WORK REQUIRED: Please continue the diary entry below about the World of Darkness games and the Game of Thrones finale, picking up after its final sentence.

** Begin TEXT PASSAGE **

Monday 20th May 2019
In preparation for the 2020 release of two new Vampire: The
Masquerade and one new Werwolf: The Apocalypse video games, I’ve
committed myself to spending as much of 2019 as possible in the World of
Darkness franchise. Several years back I spent a lot of time acquiring
cheap second-hand copies of the first eighteen or so books in the Vampire:
The Masquerade - Clan Novel series, and with the upcoming sequel
(and spin-offs) to my favourite video game of all time only ten months away
from release, I’ve finally begun the much-anticipated but daunting task of
actually reading them. Beginning with Clan Novel: Toreador, these books
are already looking like refreshingly easy reads in the urban or dark fantasy
genre: far from high literature, but written by many of the creators who worked
on the World of Darkness back during its inception as a tabletop gaming
system, and providing a lot of additional lore and world-building.
Speaking of which,
another Vampire: The Masquerade related activity that I finally got
around to today after months of meaning to: watching the LA by Night
web-series on Geek & Sundry. It’s a webcast of a regular tabletop
session using the 5th edition of V:TM, starring (amongst others) Erika
Ishii, a voice actor from Dream Daddy and Monster Prom whose work
I’ve obviously come to love over the last year or so. The GM and players
clearly know their lore, as characters from the Clan Novel series and
the first Bloodlines game play important roles in the story; and since
it has a contemporary setting, and is at this point popular enough to be
considered at least semi-canonical, it should further serve to bridge the
fifteen-year gap between the stories of Bloodlines and Bloodlines 2.
There was no chance to
actually play any games after work on Monday, as the Game of Thrones
finale dominated our TV for the evening. (So beware a few spoilers below!)
Despite the “game” of the title, I’m feeling quite fortunate that I don’t have
to cover it in any detail here, even though I have long and quite detailed
opinions about the ending (averaging out to a kind of “meh” reaction overall).
One video game related note, though: having played Telltale’s Game of
Thrones episodic adventure game a few years back, I’m sad that - with the
end of the TV show that created the appetite for the game, and the closure of
the studio that made it - I’ll never find out what happened to the surviving
members of House Forrester and their allies in the second season that never
was. Admittedly, Telltale’s Game of Thrones: Season Two was never really
likely to happen, given just how many different endings could leave the main
and minor characters alive or dead depending on the player’s choice. Even
Telltale in its heyday probably lacked the resources to make such a huge
branching story a reality, or at least a profitable one. Still, I can’t keep
from wondering what happened to (in my case) Asher, Mira, Gared, and the others
as their stories played out in parallel to the show from seasons five to eight.

** End TEXT PASSAGE **
** Begin RAW DATA **

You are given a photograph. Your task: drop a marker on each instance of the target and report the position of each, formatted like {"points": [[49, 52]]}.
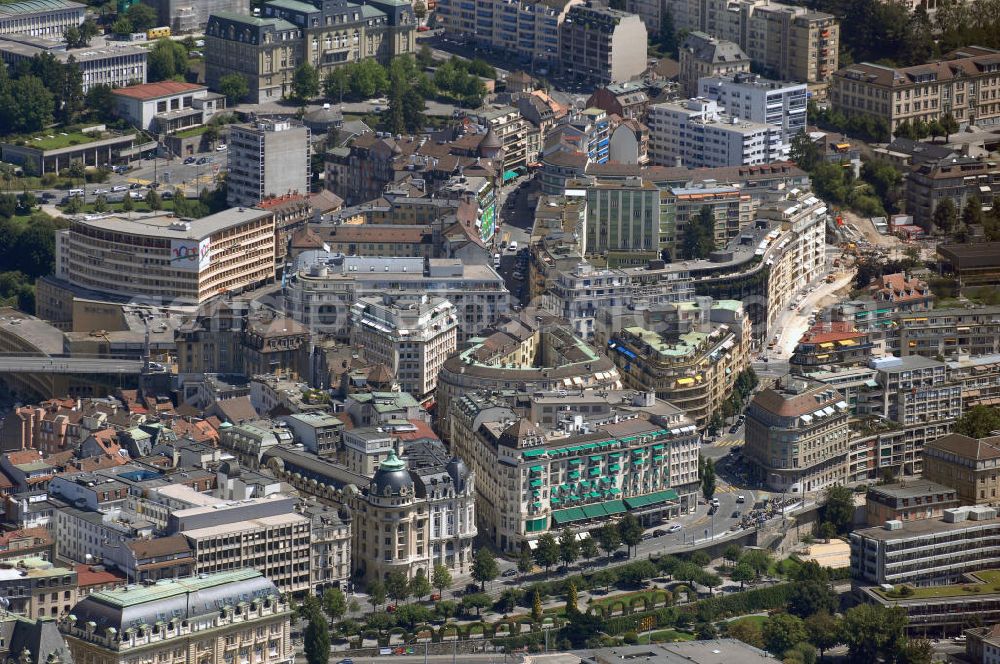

** End RAW DATA **

REPLY:
Will I eventually crack and write it all out as fanfiction? Maybe! Though I’m
guessing canonically they all just… sort of died… somewhere in there: Gared (and
the Snow twins?) when the White Walkers attacked the Wildlings who remained North of
the Wall; Asher in one of the many battles Daenerys and Jon led their troops
into; Talia in the attack on the crypts of Winterfell, where she presumably
followed Asher; Mira… probably died in childbirth, or else just straight-up
murdered by her husband. I’d like to think Ryon and Beskha managed to hide
themselves away somewhere safe though: Ryon, as the last of his siblings,
eventually returning to become the young Lord of Ironrath in the
now-independent North, assuming he can keep the Ironwood out of his
brother-in-law Rickard Morgryn’s hands (Queen Sansa will surely back him up);
and Beskha should totally go to the Iron Islands and see if she and Yara have
any chemistry, since they’re apparently the only two lesbians in the world.
Oops, I think I just wrote my fanfic after all...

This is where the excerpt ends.